* _TASK REQUIREMENTS_
Each record should be given back exactly, with none missing.

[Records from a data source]
········

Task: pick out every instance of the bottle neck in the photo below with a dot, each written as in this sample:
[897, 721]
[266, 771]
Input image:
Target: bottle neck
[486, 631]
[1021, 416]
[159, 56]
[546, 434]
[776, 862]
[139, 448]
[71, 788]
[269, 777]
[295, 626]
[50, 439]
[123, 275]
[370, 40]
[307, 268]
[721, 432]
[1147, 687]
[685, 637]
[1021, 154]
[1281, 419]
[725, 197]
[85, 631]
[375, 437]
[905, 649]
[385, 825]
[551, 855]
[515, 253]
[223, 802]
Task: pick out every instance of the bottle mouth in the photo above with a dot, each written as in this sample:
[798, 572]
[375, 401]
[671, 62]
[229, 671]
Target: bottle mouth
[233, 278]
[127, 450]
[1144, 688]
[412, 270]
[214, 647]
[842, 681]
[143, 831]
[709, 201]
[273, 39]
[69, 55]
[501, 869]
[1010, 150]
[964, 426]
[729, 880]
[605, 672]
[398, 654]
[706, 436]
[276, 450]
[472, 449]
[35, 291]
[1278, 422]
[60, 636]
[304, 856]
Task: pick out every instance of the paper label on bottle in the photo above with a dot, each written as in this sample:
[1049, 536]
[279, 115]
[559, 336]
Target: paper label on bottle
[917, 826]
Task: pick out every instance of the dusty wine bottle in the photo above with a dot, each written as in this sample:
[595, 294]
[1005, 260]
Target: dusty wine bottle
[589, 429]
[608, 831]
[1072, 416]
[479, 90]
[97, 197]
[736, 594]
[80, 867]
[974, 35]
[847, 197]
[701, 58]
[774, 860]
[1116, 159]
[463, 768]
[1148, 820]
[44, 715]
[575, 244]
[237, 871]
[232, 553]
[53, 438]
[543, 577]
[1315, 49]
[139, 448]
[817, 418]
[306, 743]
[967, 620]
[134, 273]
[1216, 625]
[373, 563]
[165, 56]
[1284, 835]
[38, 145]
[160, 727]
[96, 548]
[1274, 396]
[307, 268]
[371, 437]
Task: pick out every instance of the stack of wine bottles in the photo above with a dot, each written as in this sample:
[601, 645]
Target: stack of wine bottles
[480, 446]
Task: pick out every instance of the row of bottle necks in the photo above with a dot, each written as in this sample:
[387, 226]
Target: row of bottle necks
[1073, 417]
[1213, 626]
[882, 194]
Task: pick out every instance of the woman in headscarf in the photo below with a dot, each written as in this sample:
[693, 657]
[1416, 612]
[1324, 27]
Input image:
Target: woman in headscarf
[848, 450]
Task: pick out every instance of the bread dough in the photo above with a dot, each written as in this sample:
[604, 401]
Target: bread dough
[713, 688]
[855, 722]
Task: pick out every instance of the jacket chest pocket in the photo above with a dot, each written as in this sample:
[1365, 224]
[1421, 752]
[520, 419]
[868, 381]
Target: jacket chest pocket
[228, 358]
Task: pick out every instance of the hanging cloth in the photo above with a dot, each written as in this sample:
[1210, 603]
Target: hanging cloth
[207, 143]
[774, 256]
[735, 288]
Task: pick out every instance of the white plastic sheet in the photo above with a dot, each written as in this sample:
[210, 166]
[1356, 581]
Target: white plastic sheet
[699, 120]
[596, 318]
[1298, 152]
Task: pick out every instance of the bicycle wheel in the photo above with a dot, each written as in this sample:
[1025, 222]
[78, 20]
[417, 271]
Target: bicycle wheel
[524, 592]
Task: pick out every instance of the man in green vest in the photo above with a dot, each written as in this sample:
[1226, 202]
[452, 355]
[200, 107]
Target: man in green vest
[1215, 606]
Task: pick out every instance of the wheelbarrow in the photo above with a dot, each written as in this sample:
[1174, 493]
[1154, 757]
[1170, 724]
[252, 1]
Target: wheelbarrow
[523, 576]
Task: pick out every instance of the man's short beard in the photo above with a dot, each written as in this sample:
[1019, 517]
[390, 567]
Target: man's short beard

········

* _EXERCISE ANSWER_
Task: pick out every instance of the bottle neck in the photo below with a dot, each written as in this sample:
[897, 721]
[266, 771]
Input image:
Target: bottle neck
[486, 631]
[1021, 416]
[159, 56]
[546, 434]
[776, 862]
[139, 448]
[71, 788]
[269, 777]
[295, 626]
[50, 439]
[123, 275]
[370, 40]
[307, 268]
[721, 432]
[1147, 687]
[685, 637]
[1021, 154]
[1281, 419]
[725, 197]
[85, 631]
[375, 437]
[905, 649]
[385, 825]
[551, 855]
[515, 253]
[223, 802]
Task: pick out every instance of the bottle mouth in the photo above with a dot, each written as in this sample:
[798, 572]
[375, 401]
[671, 62]
[229, 671]
Target: bottle mouth
[233, 278]
[127, 450]
[1144, 688]
[412, 270]
[214, 647]
[842, 681]
[143, 831]
[709, 201]
[273, 39]
[69, 55]
[501, 869]
[1010, 150]
[964, 426]
[729, 880]
[605, 672]
[398, 654]
[706, 436]
[276, 450]
[472, 449]
[35, 291]
[1278, 422]
[60, 636]
[304, 856]
Task: pick out every instance of the paper label on bottle in the photo above with a dot, each written as in this sample:
[1049, 536]
[279, 115]
[559, 336]
Target: paper label on bottle
[917, 826]
Task: pick out every instance of the dusty wine bottle in the photo above with a dot, each written as in this sample:
[595, 294]
[1005, 260]
Target: dusty wine bottle
[589, 429]
[608, 831]
[1072, 416]
[479, 90]
[97, 197]
[736, 594]
[80, 867]
[974, 35]
[847, 197]
[701, 58]
[774, 860]
[1116, 159]
[463, 768]
[1148, 820]
[44, 715]
[575, 244]
[237, 871]
[232, 553]
[53, 438]
[543, 577]
[1315, 49]
[139, 448]
[817, 418]
[306, 743]
[967, 620]
[134, 273]
[1216, 625]
[373, 563]
[165, 56]
[1284, 835]
[38, 145]
[160, 727]
[96, 548]
[1274, 396]
[307, 268]
[371, 437]
Task: pick out every instance of the stack of wine bottles in the photo above with a dot, each written as in this sample:
[601, 645]
Target: stack of wine bottles
[480, 446]
Task: pick out every instance of the row of bottle necks in the photo above with a dot, each written as in this sample:
[387, 226]
Target: row of bottle necks
[1073, 417]
[1213, 626]
[882, 194]
Task: pick out every instance of the woman in headscarf in the photo below with a dot, each written as in this sample:
[693, 657]
[1416, 612]
[1324, 27]
Input image:
Target: woman in headscarf
[848, 450]
Task: pick out every instance of the bread dough in the photo above with a dot, each written as in this sample:
[604, 401]
Target: bread dough
[713, 688]
[855, 722]
Task: pick out every instance of the jacket chest pocket in the photo above with a dot, each written as in this sample:
[1365, 224]
[1421, 752]
[520, 419]
[868, 381]
Target: jacket chest pocket
[228, 358]
Task: pick out every instance of the hanging cloth in the photo above with a dot, each written as in this sample:
[1210, 603]
Target: hanging cloth
[207, 143]
[774, 256]
[735, 288]
Task: pick out every instance of the white plastic sheet in the photo above with a dot, each written as in this sample:
[210, 166]
[1356, 581]
Target: white plastic sheet
[699, 120]
[596, 318]
[1298, 152]
Task: pick out every instance of the bicycle wheel in the photo above with a dot, each written as in this sample:
[1025, 222]
[78, 20]
[417, 271]
Target: bicycle wheel
[524, 592]
Task: pick out every instance of the man in green vest in the photo above with a dot, each written as in this sample:
[1226, 202]
[452, 355]
[200, 107]
Target: man in green vest
[1215, 606]
Task: pick out every instance of the wheelbarrow in the photo above with a dot, each written as in this sample:
[1174, 493]
[1154, 757]
[1170, 724]
[252, 1]
Target: wheelbarrow
[523, 576]
Task: pick out every instance of the man's short beard in the photo above with a dot, each written as in this sample:
[1019, 517]
[390, 567]
Target: man's short beard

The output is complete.